*Problem details*
Drop the pictures from the entries below, then reproduce the rest exactly.

(Data excerpts)
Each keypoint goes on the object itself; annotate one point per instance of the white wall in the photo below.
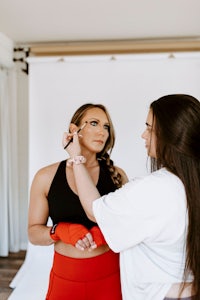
(125, 85)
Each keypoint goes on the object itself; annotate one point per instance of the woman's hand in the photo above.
(73, 148)
(87, 243)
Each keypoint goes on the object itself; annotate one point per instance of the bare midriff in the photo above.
(70, 251)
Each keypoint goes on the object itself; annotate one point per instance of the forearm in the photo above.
(40, 235)
(87, 191)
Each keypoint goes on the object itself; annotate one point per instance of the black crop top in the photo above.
(64, 204)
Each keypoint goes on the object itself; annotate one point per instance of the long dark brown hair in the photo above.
(106, 152)
(177, 127)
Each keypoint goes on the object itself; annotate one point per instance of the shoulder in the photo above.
(46, 174)
(123, 174)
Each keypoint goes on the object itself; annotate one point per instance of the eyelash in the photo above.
(95, 123)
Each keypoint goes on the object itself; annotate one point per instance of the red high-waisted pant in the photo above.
(96, 278)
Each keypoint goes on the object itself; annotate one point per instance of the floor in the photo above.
(8, 268)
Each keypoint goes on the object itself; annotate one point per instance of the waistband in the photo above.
(84, 269)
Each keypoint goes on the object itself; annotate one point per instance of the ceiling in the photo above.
(44, 21)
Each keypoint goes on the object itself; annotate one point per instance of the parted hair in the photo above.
(176, 121)
(106, 152)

*Finished task*
Each keypoint goes on the object itself; annotate one point per instance of the white wall in the photo below.
(125, 85)
Each keypoint goes on the object itself; annotate one point per instance of the woman's hand in the photo above.
(73, 148)
(87, 243)
Each keypoint goes on the object itself; annotate one point per instance of the bare midriff in the photo above.
(70, 251)
Each keypoint goes on the object itself; annotate one point per instance of the forearm in the photo above.
(40, 235)
(87, 191)
Each keypoint goes on the object itself; annotate one point per instance of the black crop top in the photo above.
(64, 204)
Each keypoint goes on the object itself; annotate one point per instance of the long dark brown hair in the photo above.
(106, 152)
(177, 127)
Each keypoint goes on the object itself; annotate one point per instance of the shoulder in the photo above.
(46, 174)
(123, 174)
Each keypoint goes on the object itself; annotate one point per instance of the eyelash in the photo above.
(95, 123)
Each keypoint goes on the object itself; annotate one point per instance of the red high-waisted pant in the photo above.
(96, 278)
Each keypoint goes on the object itself; annotate one point per instance of the floor in the photo above.
(8, 268)
Each keypoint goes on the object itself; annotate one point per instance of the waistband in the photo above.
(84, 269)
Each keypoint goes on the object itself; annotate one point per instance of the ceiling in the photo above.
(44, 21)
Each keypoint goes on the object itself; annotate one point per instance of the parted hair in the photo above.
(176, 121)
(106, 152)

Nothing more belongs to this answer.